Display each line of the items below that contains the word "asphalt".

----- WORKING DATA -----

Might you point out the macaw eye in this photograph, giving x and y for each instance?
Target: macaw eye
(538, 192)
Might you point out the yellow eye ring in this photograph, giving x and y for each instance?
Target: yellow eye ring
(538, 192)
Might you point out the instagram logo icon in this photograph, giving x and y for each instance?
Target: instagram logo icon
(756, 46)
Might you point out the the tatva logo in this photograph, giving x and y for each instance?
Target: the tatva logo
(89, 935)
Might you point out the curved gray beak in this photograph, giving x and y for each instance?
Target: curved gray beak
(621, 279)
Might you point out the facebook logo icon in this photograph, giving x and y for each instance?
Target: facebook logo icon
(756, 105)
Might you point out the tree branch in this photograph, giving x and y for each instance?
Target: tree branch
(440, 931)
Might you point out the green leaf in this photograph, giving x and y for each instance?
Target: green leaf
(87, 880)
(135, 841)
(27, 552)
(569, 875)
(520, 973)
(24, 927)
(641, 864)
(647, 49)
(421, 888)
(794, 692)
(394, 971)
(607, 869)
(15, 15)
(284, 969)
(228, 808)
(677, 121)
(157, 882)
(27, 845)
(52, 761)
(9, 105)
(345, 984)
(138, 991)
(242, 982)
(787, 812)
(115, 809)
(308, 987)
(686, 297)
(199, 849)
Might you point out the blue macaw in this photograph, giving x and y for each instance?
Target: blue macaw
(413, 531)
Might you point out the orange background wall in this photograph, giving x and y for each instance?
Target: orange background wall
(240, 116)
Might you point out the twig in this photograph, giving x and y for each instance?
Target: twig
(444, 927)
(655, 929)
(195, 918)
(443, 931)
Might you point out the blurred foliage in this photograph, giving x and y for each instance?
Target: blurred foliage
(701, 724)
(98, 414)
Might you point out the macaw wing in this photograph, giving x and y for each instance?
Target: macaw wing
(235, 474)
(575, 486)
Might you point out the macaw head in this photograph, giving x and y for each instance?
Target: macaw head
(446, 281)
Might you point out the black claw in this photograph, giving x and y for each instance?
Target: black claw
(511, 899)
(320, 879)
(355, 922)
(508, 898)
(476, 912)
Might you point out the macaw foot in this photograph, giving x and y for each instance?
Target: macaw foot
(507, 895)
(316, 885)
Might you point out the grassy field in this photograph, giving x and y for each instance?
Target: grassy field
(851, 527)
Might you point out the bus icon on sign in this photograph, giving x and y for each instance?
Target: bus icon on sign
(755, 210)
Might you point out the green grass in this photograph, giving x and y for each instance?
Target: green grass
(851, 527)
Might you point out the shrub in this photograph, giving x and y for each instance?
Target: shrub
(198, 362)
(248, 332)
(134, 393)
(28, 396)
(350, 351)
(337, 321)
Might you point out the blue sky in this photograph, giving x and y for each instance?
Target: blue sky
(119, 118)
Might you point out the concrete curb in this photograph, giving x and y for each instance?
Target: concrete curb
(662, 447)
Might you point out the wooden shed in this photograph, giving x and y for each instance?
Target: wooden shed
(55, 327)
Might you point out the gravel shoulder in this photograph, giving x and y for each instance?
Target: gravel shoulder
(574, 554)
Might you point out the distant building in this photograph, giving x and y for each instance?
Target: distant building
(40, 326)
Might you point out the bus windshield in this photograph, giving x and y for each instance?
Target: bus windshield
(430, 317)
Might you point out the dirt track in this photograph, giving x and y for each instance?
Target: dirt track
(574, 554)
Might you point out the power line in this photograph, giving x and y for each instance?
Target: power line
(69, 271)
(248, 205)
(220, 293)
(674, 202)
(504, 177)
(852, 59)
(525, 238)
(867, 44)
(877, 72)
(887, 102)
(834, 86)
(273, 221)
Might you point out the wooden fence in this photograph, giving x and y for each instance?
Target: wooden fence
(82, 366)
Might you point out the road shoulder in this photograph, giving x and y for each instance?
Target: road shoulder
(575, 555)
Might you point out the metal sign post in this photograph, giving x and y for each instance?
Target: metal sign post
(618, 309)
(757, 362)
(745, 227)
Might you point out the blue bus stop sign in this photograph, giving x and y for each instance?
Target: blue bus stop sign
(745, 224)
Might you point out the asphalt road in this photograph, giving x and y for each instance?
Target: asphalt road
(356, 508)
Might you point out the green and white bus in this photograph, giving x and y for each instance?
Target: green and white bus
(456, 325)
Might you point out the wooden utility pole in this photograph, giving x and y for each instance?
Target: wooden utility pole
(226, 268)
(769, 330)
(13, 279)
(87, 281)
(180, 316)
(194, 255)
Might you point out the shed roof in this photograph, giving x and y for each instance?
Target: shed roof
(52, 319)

-----
----- WORKING DATA -----

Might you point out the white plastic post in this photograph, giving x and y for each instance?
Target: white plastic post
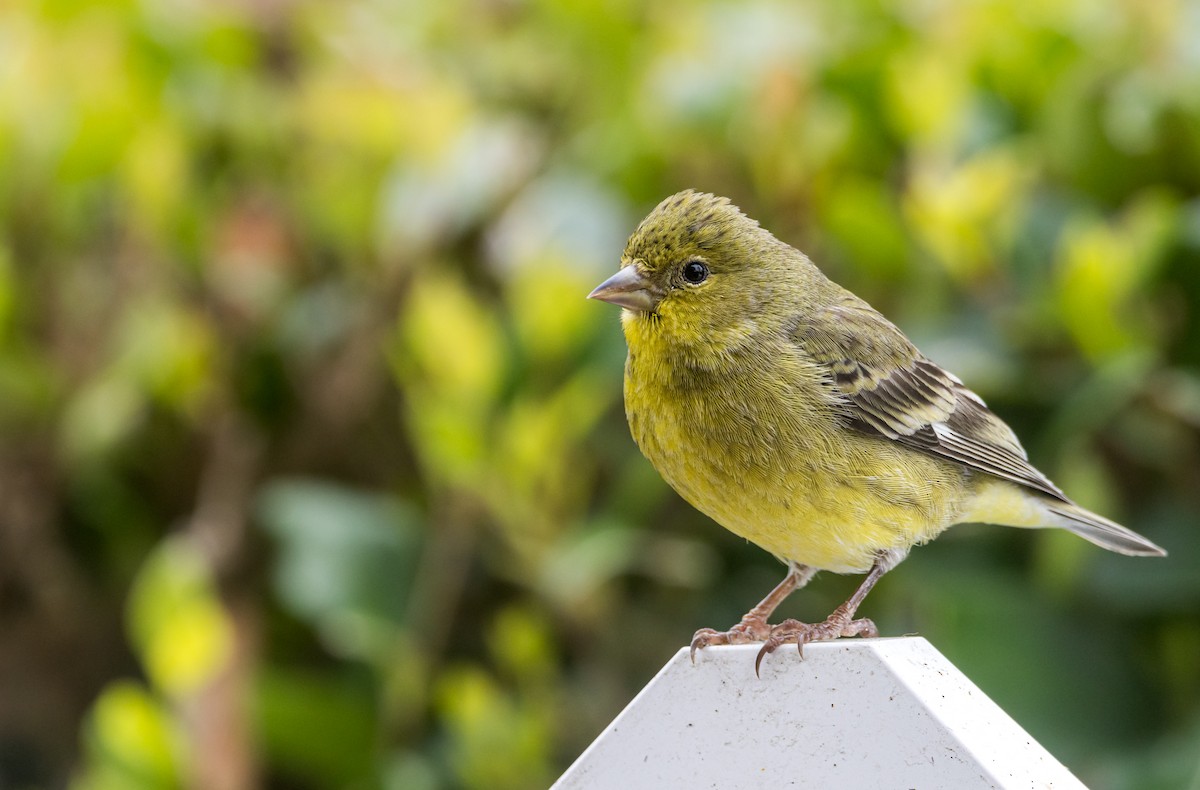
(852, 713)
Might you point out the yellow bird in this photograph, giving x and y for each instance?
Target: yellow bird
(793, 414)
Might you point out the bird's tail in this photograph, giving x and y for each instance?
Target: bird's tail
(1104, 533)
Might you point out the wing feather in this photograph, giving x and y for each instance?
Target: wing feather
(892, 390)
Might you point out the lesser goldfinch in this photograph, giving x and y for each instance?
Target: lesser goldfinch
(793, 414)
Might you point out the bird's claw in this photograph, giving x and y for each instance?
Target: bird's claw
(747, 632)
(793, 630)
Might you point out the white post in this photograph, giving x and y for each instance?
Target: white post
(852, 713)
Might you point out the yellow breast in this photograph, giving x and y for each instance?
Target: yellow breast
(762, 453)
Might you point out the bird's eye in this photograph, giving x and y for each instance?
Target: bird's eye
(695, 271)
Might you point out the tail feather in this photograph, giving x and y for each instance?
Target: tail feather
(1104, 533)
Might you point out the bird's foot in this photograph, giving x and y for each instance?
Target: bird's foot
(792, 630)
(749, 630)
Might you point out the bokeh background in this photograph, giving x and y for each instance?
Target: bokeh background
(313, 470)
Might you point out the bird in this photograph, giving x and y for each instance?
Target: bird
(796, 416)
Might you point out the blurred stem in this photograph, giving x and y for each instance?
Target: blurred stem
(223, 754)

-----

THE RESPONSE:
Might you point out the asphalt road in this photograph, giving x and y for each instance?
Target: asphalt road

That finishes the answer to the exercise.